# DO THIS:
Each line should be copied exactly.

Items from a data source
╭──
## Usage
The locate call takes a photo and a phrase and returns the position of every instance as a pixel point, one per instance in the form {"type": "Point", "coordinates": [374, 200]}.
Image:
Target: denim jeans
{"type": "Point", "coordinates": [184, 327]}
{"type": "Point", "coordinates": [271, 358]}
╰──
# THE SOLUTION:
## Usage
The locate call takes a photo and a phrase and returns the position of every instance as a pixel point, one per instance in the form {"type": "Point", "coordinates": [374, 200]}.
Image:
Target: denim jeans
{"type": "Point", "coordinates": [184, 327]}
{"type": "Point", "coordinates": [271, 358]}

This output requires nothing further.